#### Selected text ####

The face of the global higher education sector has changed drastically, with students from emerging markets increasingly opting to pursue an education overseas. This megatrend has had a considerable impact, not just for source markets, but also for key destination countries. Anglophone countries alone enroll 2.5 million-3 million international students per year out of a total of 5 million students studying abroad. However, with the pandemic disrupting physical mobility, new factors are shaping the world of international education.

international student demand

Key source markets

Students from various Asian countries represent most of the global demand for international higher education. China is the largest source market, with 1 million+ international students enrolled, and it has been a market leader for the better part of the past two decades. This is followed by India (~0.5 million students), which is the fastest-growing source market, with student enrollments predicted to grow at a compound annual growth rate of 8.5% (2019-2030). Following the trend of high demand are other developing Asian countries such as Bangladesh, Vietnam and Indonesia. International students from these countries currently total ~.065 million — a number that is forecasted to rise to more than 2 million by 2030.

There are several factors contributing to this impressive growth, including demographic trends, rising affordability and household incomes, poor quality of local education provision, improved accessibility of international education, premium salaries commanded by foreign graduates, and a greater desire to emigrate to Anglophone countries.

####

▶ **Exercise objective**:
Continue the passage on international student demand in higher education, picking up right after its last sentence.

#### Information supplied ####

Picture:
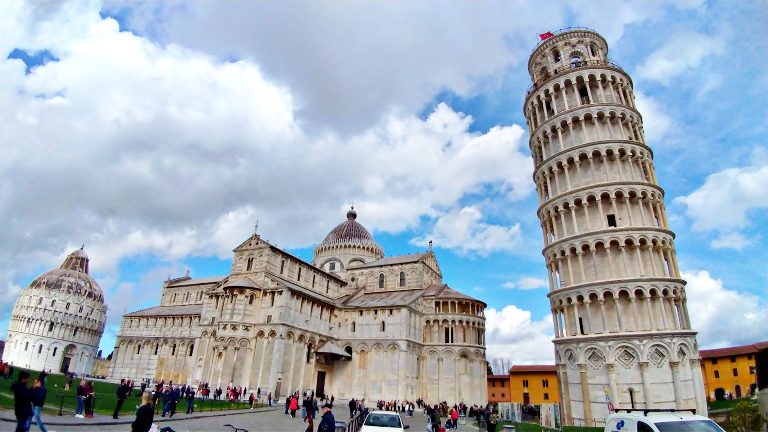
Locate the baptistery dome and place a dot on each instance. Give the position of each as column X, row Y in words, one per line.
column 347, row 245
column 71, row 278
column 58, row 320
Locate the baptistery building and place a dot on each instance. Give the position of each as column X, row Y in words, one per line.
column 58, row 320
column 623, row 338
column 352, row 323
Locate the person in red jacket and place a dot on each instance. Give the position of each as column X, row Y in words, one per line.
column 294, row 405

####

▶ **Answer to this problem**:
asian-student-disporas

Key destination markets 

Most international students flock to a few key destination markets; prominent among these are Anglophone countries — the U.K., the U.S., Australia and Canada. While growth has been consistent for the most part, the pandemic has disrupted the market dynamics to a large extent.

While Australia is expected to see a slowdown in student enrollments due to border closures, key markets like the U.K. are set to capture this demand and gain a larger share of international students. Canada, which suffered lower enrollments due to the pandemic, is expected to be the fastest-growing market post-pandemic, albeit not as fast-growing as it was pre-COVID-19. Canada’s uptick is at the expense of U.S. universities, whose international enrollments are growing, albeit at a slower pace due to regulatory dynamics.

international-student-enrollment

Conclusion

Although there are significant changes on both sides of the value chain (supply and demand), the broader global student mobility trends will remain largely consistent. Key Anglophone destinations will continue looking toward Asia as a primary source of international students, and demand will only increase from here on. As these markets move along the evolution curve of enrollment trends, value creation opportunities for investors and operators will continue to emerge.